- Énoncé A: Comptez les lignes de la liste qui contiennent le mot « lentil ». Donnez seulement ce nombre.

- Texte présenté:
◆ ◆ ◆
Guerres incessantes, pillages, famines et pestes endeuillent le soi-disant “âge d’or” de la Provence “indépendante”. S’il fallait dégager de ce chaos une leçon civique profitable à nos enfants, ce serait de leur faire apparaître la ténacité, le courage avec lesquels les habitants des localités, même les plus modestes, ont lutté pour acquérir et maintenir des franchises communales. Non sans opportunisme évidemment : avec le pouvoir central des Comtes contre les féodaux locaux, mais aussi contre le pouvoir central quand il devenait trop lourd. Ainsi naissent les Communes provençales, ainsi apparaît un extraordinaire sentiment communal, qui se manifeste pleinement dans les grands épisodes de notre histoire nationale. Sentiment qui peut aller jusqu’à l’autonomie de ce que l’on appelait “les terres adjacentes”, et même jusqu’à l’indépendance. Ainsi de la République de Marseille, proclamée en 1214 et longtemps maintenue y compris les armes à la main.
René Merle

La Provence revisitée, 14 avril 2005.
Un mot encore, à propos d’emblèmes, sur ce Comté de Provence d’avant et d’après le rattachement à la France (1481).
Si dorénavant le drapeau “officiel”, sang et or, flotte un peu partout, chacun a pu remarquer devant certains bâtiments officiels, un autre drapeau provençal, bleu frappé de la fleur de lys rouge. Le premier est celui des Comtes catalans, le second celui de la maison française d’Anjou.
La plupart des Félibres du XIXe siècle ont opté pour le premier, qui leur apparaissait marquer la distance avec la francitude, et le rapprochement avec les Catalans de la “Coupo santo”. D’autres ont préféré celui à la fleur de lys, en souvenir du “bon roi René” mais aussi en connivence avec un conservatisme, voire un royalisme français bien proclamé en ces débuts de la Troisième République. Arborer le lys n’était pas innocent au temps de l’affaire Dreyfus, du maurrassisme et de l’Action française. Il peut encore ne pas l’être dans ce que des historiens ont appelé “la Vendée provençale”.
◆ ◆ ◆
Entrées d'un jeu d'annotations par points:
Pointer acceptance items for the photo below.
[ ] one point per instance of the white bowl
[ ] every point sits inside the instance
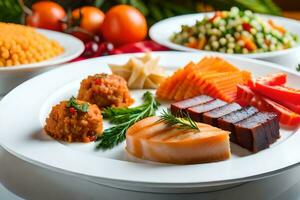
(163, 30)
(12, 76)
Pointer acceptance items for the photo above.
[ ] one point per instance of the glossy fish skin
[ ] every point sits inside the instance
(154, 140)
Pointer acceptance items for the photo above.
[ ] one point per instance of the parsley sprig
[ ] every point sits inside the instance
(124, 118)
(84, 107)
(184, 122)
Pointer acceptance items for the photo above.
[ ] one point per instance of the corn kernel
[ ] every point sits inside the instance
(23, 45)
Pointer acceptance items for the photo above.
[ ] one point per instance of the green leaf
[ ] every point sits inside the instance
(124, 118)
(10, 11)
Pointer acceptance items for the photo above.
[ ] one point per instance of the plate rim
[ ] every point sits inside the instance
(52, 61)
(171, 45)
(135, 181)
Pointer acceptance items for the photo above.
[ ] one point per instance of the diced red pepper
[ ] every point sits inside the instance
(97, 81)
(72, 110)
(249, 44)
(246, 26)
(217, 14)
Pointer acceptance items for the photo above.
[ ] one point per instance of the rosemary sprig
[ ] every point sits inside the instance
(184, 122)
(124, 118)
(84, 107)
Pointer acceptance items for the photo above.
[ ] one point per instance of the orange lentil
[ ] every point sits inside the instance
(23, 45)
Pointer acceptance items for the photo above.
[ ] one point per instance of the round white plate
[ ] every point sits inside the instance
(73, 47)
(12, 76)
(23, 113)
(163, 30)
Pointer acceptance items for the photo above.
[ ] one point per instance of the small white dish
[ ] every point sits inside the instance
(22, 118)
(14, 75)
(163, 30)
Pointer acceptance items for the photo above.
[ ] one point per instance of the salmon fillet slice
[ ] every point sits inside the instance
(154, 140)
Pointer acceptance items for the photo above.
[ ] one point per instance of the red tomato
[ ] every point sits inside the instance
(124, 24)
(91, 18)
(47, 15)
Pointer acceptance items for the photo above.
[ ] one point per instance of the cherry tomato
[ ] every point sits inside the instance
(124, 24)
(91, 18)
(47, 15)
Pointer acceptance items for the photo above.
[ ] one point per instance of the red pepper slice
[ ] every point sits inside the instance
(245, 96)
(271, 80)
(279, 93)
(287, 117)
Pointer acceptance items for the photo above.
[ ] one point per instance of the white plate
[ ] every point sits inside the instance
(163, 30)
(22, 118)
(14, 75)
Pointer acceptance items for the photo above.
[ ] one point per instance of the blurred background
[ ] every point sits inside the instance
(155, 10)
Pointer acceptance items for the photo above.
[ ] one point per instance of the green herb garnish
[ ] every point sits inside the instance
(184, 122)
(124, 118)
(84, 107)
(298, 68)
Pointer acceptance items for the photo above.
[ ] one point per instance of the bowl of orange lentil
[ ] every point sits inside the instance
(26, 52)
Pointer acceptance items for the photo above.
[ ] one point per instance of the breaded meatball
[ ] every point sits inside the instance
(105, 90)
(73, 122)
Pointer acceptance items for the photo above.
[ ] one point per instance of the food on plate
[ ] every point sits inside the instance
(227, 121)
(23, 45)
(177, 140)
(124, 24)
(269, 93)
(47, 15)
(257, 132)
(196, 112)
(235, 31)
(105, 90)
(211, 117)
(123, 118)
(140, 72)
(179, 107)
(212, 76)
(74, 121)
(249, 128)
(86, 22)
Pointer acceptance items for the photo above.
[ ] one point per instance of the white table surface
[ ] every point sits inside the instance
(24, 180)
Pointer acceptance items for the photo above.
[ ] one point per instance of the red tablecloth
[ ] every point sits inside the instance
(144, 46)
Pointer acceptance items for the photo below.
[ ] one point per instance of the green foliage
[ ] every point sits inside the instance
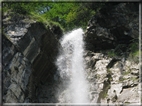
(69, 15)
◆ ◆ ◆
- Énoncé B: Écrivez la suite du texte sur l'histoire et les drapeaux de la Provence, à partir de sa dernière phrase.

- Réponse A: 2

- Réponse B:
Quant à la croix dite de Toulouse, ou croix occitane, dont la seule vue fait entrer en exorcisme certains provençalistes, on ne s’étonnera pas de la rencontrer sur des monuments des actuels départements de Vaucluse ou des Alpes de Haute- Provence, terres qui furent celles des Comtes de Toulouse (Venasque) et de Forcalquier. Elle est, tout autant que les deux emblèmes précédents, parfaitement représentative d’un pouvoir extérieur, et tout aussi autochtone.
D’autant qu’elle reprenait l’antique emblème des Bosons, premiers comtes de Provence...
René Merle

La Provence revisitée, 21 avril 2005.
Il n’est pas indifférent, au regard de l’avenir européen, de considérer ce qu’il est advenu du comté de Provence, héritage angevin légué à la France en 1481. La Provence devait être unie à la France “comme un principal à un principal”, c’est-à- dire conserver l’essentiel de son autonomie. On sait comment le pouvoir royal n’aura de cesse de l’en dépouiller. En ira-t-il de même pour la France dans l’Europe de demain ?
Sur le long terme des XVIe, XVIIe et XVIIIe siècles, les Provençaux ont à la fois regretté la perte de cette autonomie, et s’en sont félicités. Regret quand le pouvoir royal étouffait les libertés communales chèrement acquises, satisfaction quand ce pouvoir faisait obstacle au pouvoir des privilégiés, ou quand il pacifiait le pays, comme après l’abominable épisode des guerres de religion.
Mais c’est une vraie falsification d’histoire que de poser ces trois siècles en face à face d’une Provence unanime et d’un pouvoir central dominateur, en occultant les intenses tensions et affrontements de classe entre le petit peuple, les bourgeoisies et les privilégiés de Provence.
On ne sait pas assez d’ailleurs qu’en Provence la Révolution a commencé en mars - avril 1789, avec la mise à bas par le peuple du pouvoir des privilégiés, dont le Parlement était le symbole. La révolution en Provence a précédé de plus de trois mois la prise de la Bastille.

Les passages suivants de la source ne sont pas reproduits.